§ **What is being asked**:
Arrange the records below as a two-column CSV with the headers "prompt" and "answer", one row per record. Put each record's text and its answer in a single quoted field, replacing any line breaks with spaces.

Items stored from a collection

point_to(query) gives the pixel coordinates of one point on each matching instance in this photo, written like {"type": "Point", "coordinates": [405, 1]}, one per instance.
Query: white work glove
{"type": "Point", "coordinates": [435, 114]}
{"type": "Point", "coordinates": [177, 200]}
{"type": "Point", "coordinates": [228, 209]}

§ **Written solution**:
prompt,answer
"point_to(query) gives the pixel coordinates of one point on each matching instance in this photo, written like {""type"": ""Point"", ""coordinates"": [405, 1]}, one per instance. Query: white work glove","{""type"": ""Point"", ""coordinates"": [435, 114]} {""type"": ""Point"", ""coordinates"": [177, 200]} {""type"": ""Point"", ""coordinates"": [228, 209]}"